* **Given text**:
_ _ _ _ _

2    A review of a Registrar's decision is a hearing de novo: the matter is heard afresh and a decision is given on the evidence presented at the hearing: Coal and Allied Operations Pty Ltd v Australian Industrial Relations Commission (2000) 203 CLR 194 at [13]. Section 35A(6) of the FCA Act provides that the Court “may make such order or orders as it thinks fit with respect to the matter with respect to which the [Registrar’s] power was exercised”.

3    Each of the statutory demands seeks payment of amounts that this Court has ordered Fortrend to pay to the respondents.

4    By its interlocutory applications, Fortrend seeks the following relief:

(a)    the setting aside of the Registrar’s orders, pursuant to s 35A(6) of the FCA Act; and

(b)    the setting aside of the statutory demands without condition pursuant to s 459J(1)(b) of the Corporations Act.

5    In support of its interlocutory applications, Fortrend relied on written submissions dated 6 February 2026, an affidavit of Matthew Clayton Kennett dated 17 December 2026 and an affidavit of Joseph Burke Forster dated 6 February 2026. Mr Kennett is a partner of Cornwalls, the solicitors for Fortrend. Mr Forster is the managing director of Fortrend. The affidavits of Mr Kennett and Mr Forster were read into evidence without objection.

6    The affidavit of Mr Kennett annexed the affidavits that had been read in evidence in the hearing before the Registrar on behalf of Fortrend and the respondents. The effect of annexing the affidavits to Mr Kennett’s affidavit was equivalent to tendering the annexed affidavits as documentary evidence. As explained in Impiombato v BHP Group Limited [2025] FCAFC 9 at [139], there are evidentiary differences between tendering an affidavit as documentary evidence and reading the affidavit into evidence. At the hearing, the parties confirmed that they wished to read those affidavits on the review and I therefore treated those affidavits as read. Those affidavits were as follows:

(a)    an earlier affidavit of Mr Forster dated 27 October 2025;

(b)    an affidavit of Henry Richard Skene, a partner of Seyfarth Shaw Australia, the solicitors for each of the respondents, dated 13 November 2025; and

(c)    an earlier affidavit of Mr Kennett dated 14 November 2025.

_ _ _ _ _

* **What this exercise asks**:
[1] In the judgment excerpt, what role does Mr Forster hold at Fortrend?
[2] Copy the passage of the judgment excerpt from "5    In support of" to "evidence without objection.".

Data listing

_ _ _ _ _

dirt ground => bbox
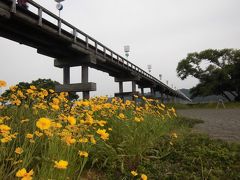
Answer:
[177,109,240,142]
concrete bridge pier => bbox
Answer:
[150,87,156,98]
[141,87,144,96]
[63,67,70,84]
[82,66,90,99]
[160,91,164,103]
[54,56,97,99]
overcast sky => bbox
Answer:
[0,0,240,95]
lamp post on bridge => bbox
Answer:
[124,45,130,59]
[55,0,64,17]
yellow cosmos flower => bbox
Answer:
[26,133,33,139]
[16,168,33,180]
[15,147,23,154]
[49,89,54,93]
[11,99,21,106]
[0,124,11,133]
[36,118,51,130]
[78,151,88,158]
[30,85,37,90]
[34,131,43,137]
[54,160,68,169]
[79,138,88,143]
[20,119,29,123]
[131,171,138,176]
[67,116,76,125]
[141,174,147,180]
[0,80,7,87]
[97,129,109,141]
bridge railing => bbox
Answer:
[6,0,187,97]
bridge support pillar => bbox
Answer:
[119,81,123,93]
[150,88,155,97]
[82,66,90,99]
[132,81,136,93]
[161,91,164,102]
[63,67,70,84]
[115,77,139,100]
[141,88,144,96]
[166,94,169,103]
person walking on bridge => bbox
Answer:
[17,0,28,9]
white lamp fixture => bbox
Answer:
[55,0,64,17]
[147,64,152,73]
[124,45,130,58]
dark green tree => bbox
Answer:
[177,49,240,101]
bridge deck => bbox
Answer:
[0,0,189,100]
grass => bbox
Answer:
[88,118,240,180]
[171,102,240,109]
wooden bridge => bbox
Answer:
[0,0,190,101]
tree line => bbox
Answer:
[177,49,240,101]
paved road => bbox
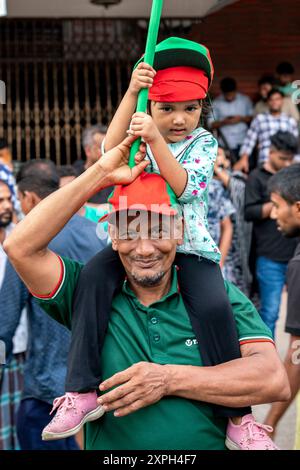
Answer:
[253,293,296,450]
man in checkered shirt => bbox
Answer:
[235,89,299,173]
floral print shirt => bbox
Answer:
[146,127,221,263]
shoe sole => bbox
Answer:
[42,406,105,441]
[225,437,241,450]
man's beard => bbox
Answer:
[131,271,166,287]
[0,212,13,228]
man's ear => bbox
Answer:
[29,191,41,209]
[108,224,118,251]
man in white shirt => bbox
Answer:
[209,77,253,160]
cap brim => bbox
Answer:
[98,204,178,223]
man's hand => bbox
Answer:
[127,113,161,144]
[98,362,168,417]
[97,136,149,187]
[233,155,249,173]
[128,62,156,95]
[223,116,243,125]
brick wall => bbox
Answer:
[190,0,300,97]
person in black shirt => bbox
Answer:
[245,131,298,335]
[73,125,113,205]
[266,164,300,436]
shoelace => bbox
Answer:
[50,393,76,420]
[245,421,273,442]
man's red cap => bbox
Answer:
[149,66,209,103]
[99,172,178,222]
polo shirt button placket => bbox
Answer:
[153,333,160,343]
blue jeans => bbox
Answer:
[256,256,288,337]
[17,398,79,450]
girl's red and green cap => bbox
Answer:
[99,172,178,222]
[135,37,214,103]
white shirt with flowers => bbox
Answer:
[146,127,221,263]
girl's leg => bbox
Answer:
[176,253,251,417]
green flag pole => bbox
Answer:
[129,0,164,168]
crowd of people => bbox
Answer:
[0,44,300,450]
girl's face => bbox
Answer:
[150,100,202,144]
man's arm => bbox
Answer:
[265,336,300,430]
[3,137,148,296]
[98,342,290,416]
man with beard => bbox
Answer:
[266,164,300,436]
[245,131,298,335]
[0,179,27,450]
[1,136,289,450]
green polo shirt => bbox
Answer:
[35,258,272,450]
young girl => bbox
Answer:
[43,38,274,449]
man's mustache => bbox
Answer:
[131,256,161,262]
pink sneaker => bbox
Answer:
[225,414,279,450]
[42,392,104,441]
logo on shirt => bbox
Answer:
[185,339,198,347]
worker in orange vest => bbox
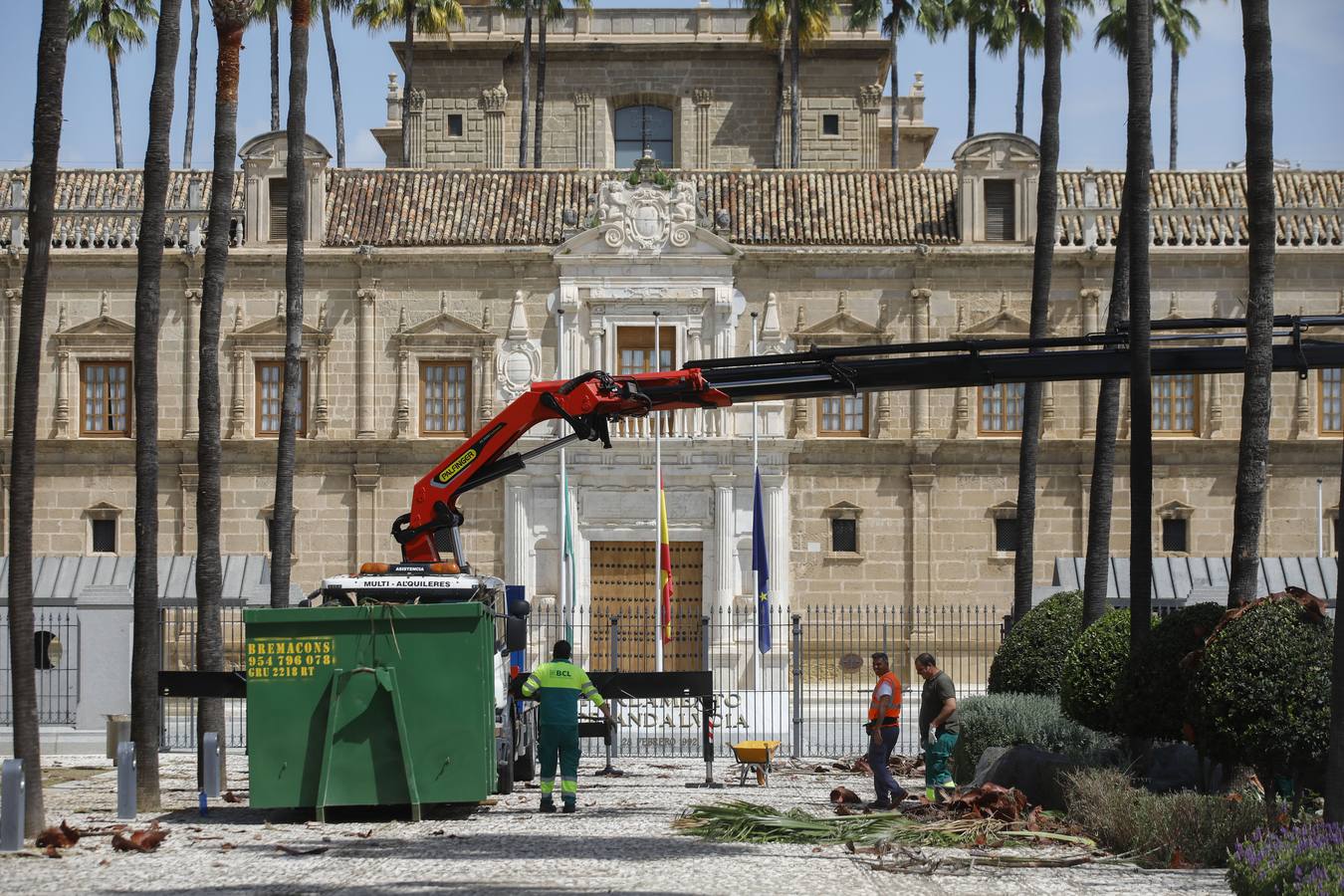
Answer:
[864,651,909,810]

_ _ _ _ _

* **Task responses**:
[1] He is the managing director of Fortrend.

[2]
5    In support of its interlocutory applications, Fortrend relied on written submissions dated 6 February 2026, an affidavit of Matthew Clayton Kennett dated 17 December 2026 and an affidavit of Joseph Burke Forster dated 6 February 2026. Mr Kennett is a partner of Cornwalls, the solicitors for Fortrend. Mr Forster is the managing director of Fortrend. The affidavits of Mr Kennett and Mr Forster were read into evidence without objection.